[Records Boundary: Start]
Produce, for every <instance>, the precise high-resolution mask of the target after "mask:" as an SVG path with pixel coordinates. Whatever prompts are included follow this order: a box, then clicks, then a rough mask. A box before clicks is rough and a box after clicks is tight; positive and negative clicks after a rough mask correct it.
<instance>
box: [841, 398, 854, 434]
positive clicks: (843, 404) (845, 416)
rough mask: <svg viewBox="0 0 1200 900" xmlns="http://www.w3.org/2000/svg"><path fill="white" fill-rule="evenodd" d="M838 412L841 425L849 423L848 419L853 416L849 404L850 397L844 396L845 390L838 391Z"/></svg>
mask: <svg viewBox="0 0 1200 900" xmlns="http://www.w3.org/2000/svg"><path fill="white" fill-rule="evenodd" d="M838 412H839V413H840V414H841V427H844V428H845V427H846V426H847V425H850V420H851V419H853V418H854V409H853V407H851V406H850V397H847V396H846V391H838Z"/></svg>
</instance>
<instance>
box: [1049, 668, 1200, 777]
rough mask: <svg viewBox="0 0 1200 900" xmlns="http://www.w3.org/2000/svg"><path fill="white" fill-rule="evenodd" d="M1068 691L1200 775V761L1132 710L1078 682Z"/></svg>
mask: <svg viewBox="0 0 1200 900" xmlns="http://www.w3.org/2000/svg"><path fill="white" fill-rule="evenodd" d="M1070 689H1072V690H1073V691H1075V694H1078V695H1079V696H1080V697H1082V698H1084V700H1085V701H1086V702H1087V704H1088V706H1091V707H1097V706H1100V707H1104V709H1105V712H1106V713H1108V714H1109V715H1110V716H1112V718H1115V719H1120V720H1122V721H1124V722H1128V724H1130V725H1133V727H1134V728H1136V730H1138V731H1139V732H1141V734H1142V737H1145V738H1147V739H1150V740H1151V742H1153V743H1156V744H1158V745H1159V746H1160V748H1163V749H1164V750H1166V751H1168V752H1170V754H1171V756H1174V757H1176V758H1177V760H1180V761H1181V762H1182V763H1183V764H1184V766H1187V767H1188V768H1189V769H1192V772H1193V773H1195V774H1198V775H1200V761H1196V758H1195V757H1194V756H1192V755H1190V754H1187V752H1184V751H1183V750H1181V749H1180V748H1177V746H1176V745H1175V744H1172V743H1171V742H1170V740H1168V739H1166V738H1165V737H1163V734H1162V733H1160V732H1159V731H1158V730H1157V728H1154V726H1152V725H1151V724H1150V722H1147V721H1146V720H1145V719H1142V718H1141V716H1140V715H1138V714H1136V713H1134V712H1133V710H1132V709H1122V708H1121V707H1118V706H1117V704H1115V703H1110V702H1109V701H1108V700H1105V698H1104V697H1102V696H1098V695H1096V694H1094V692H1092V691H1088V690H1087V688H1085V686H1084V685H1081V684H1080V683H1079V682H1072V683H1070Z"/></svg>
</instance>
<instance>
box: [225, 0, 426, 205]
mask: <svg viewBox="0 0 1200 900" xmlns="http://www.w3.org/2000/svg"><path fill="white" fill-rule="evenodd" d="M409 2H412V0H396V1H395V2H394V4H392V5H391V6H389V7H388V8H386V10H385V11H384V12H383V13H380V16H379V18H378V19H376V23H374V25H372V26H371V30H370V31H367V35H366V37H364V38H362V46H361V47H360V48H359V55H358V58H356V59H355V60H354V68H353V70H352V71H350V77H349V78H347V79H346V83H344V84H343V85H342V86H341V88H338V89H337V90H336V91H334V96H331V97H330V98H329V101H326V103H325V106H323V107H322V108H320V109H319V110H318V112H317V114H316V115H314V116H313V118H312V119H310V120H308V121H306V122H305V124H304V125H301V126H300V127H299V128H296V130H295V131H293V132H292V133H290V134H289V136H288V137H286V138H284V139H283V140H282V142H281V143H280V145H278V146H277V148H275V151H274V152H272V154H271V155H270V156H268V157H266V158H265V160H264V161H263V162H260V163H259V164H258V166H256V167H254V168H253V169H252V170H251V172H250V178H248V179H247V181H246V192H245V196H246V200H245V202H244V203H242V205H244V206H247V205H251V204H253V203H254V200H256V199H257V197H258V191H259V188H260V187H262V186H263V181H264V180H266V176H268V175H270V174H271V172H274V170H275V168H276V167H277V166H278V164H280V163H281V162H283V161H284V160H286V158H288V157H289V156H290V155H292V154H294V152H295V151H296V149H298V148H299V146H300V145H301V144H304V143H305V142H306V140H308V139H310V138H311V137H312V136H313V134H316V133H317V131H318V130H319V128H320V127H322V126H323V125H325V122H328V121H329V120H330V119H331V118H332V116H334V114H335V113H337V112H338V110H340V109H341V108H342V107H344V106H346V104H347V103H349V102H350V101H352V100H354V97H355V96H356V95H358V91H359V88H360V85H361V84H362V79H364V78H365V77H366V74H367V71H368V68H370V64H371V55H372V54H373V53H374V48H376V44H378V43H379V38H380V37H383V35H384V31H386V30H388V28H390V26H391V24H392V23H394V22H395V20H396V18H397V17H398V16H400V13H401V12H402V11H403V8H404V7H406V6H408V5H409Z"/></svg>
[Records Boundary: End]
Turn the data above into a numbered list with one line per item, leaving out any blank lines.

1. Produce, for every <instance>, the precise high-resolution mask of the target after "mask:" as an SVG path with pixel coordinates. Whatever prompts are included follow this order: a box, then clicks, then a rough mask. A box before clicks is rough and a box after clicks is tight; positive and negative clicks after a rough mask correct it.
2. <instance>
3. box: [841, 398, 854, 434]
4. positive clicks: (843, 404) (845, 416)
5. rough mask: <svg viewBox="0 0 1200 900" xmlns="http://www.w3.org/2000/svg"><path fill="white" fill-rule="evenodd" d="M838 412L841 425L849 423L848 419L853 416L849 404L850 397L844 396L845 390L838 391Z"/></svg>
6. mask: <svg viewBox="0 0 1200 900" xmlns="http://www.w3.org/2000/svg"><path fill="white" fill-rule="evenodd" d="M838 412H839V413H840V414H841V427H844V428H845V427H846V426H847V425H850V420H851V419H853V418H854V409H853V407H851V406H850V397H847V396H846V391H838Z"/></svg>
7. </instance>
8. <instance>
9. box: [1049, 668, 1200, 777]
10. rough mask: <svg viewBox="0 0 1200 900" xmlns="http://www.w3.org/2000/svg"><path fill="white" fill-rule="evenodd" d="M1068 691L1200 775V761L1132 710L1078 682Z"/></svg>
11. mask: <svg viewBox="0 0 1200 900" xmlns="http://www.w3.org/2000/svg"><path fill="white" fill-rule="evenodd" d="M1070 689H1072V690H1073V691H1075V694H1078V695H1079V696H1080V697H1082V698H1084V700H1085V701H1086V702H1087V704H1088V706H1091V707H1097V706H1100V707H1104V709H1105V712H1106V713H1108V714H1109V715H1110V716H1112V718H1115V719H1120V720H1122V721H1124V722H1128V724H1130V725H1133V727H1134V728H1136V730H1138V731H1139V732H1141V734H1142V737H1145V738H1147V739H1150V740H1151V742H1153V743H1156V744H1158V745H1159V746H1160V748H1163V749H1164V750H1166V751H1168V752H1170V754H1171V756H1174V757H1176V758H1177V760H1180V761H1181V762H1182V763H1183V764H1184V766H1187V767H1188V768H1189V769H1192V772H1193V773H1195V774H1198V775H1200V761H1196V758H1195V757H1194V756H1192V755H1190V754H1187V752H1184V751H1183V750H1181V749H1180V748H1177V746H1176V745H1175V744H1172V743H1171V742H1170V740H1168V739H1166V738H1165V737H1163V734H1162V733H1160V732H1159V731H1158V730H1157V728H1154V726H1152V725H1151V724H1150V722H1147V721H1146V720H1145V719H1142V718H1141V716H1140V715H1138V714H1136V713H1134V712H1133V710H1132V709H1122V708H1121V707H1118V706H1117V704H1115V703H1110V702H1109V701H1108V700H1105V698H1104V697H1102V696H1098V695H1096V694H1094V692H1092V691H1088V690H1087V688H1085V686H1084V685H1081V684H1080V683H1079V682H1072V683H1070Z"/></svg>
12. </instance>
13. <instance>
14. box: [225, 0, 426, 205]
15. mask: <svg viewBox="0 0 1200 900" xmlns="http://www.w3.org/2000/svg"><path fill="white" fill-rule="evenodd" d="M409 2H412V0H396V1H395V2H394V4H392V5H391V6H389V7H388V8H386V10H385V11H384V12H383V13H380V16H379V18H378V19H376V23H374V25H372V26H371V30H370V31H367V35H366V37H364V38H362V46H361V47H360V48H359V55H358V58H356V59H355V60H354V68H353V70H352V71H350V77H349V78H347V79H346V83H344V84H343V85H342V86H341V88H338V89H337V90H336V91H334V96H331V97H330V98H329V101H326V103H325V106H323V107H322V108H320V109H319V110H318V112H317V114H316V115H314V116H313V118H312V119H310V120H308V121H306V122H305V124H304V125H301V126H300V127H299V128H296V130H295V131H293V132H292V133H290V134H289V136H288V137H286V138H284V139H283V140H282V142H281V143H280V145H278V146H277V148H275V151H274V152H272V154H271V155H270V156H268V157H266V158H265V160H264V161H263V162H260V163H259V164H258V166H256V167H254V168H253V169H252V170H251V172H250V178H248V179H247V181H246V192H245V196H246V200H245V202H244V203H242V205H244V206H247V205H251V204H253V203H254V200H256V199H257V197H258V191H259V188H260V187H262V186H263V181H264V180H266V176H268V175H270V174H271V172H274V170H275V168H276V167H277V166H278V164H280V163H281V162H283V161H284V160H286V158H288V157H289V156H290V155H292V154H294V152H295V151H296V149H298V148H299V146H300V145H301V144H304V143H305V142H306V140H308V139H310V138H311V137H312V136H313V134H316V133H317V131H318V130H319V128H320V127H322V126H323V125H325V122H328V121H329V120H330V119H331V118H332V116H334V114H335V113H337V112H338V110H340V109H341V108H342V107H344V106H346V104H347V103H349V102H350V101H352V100H354V97H355V96H356V95H358V91H359V88H360V85H361V84H362V79H364V78H365V77H366V74H367V71H368V68H370V64H371V55H372V54H373V53H374V48H376V44H378V43H379V38H380V37H383V35H384V31H386V30H388V28H390V26H391V24H392V23H394V22H395V20H396V18H397V17H398V16H400V13H401V12H402V11H403V8H404V7H406V6H408V5H409Z"/></svg>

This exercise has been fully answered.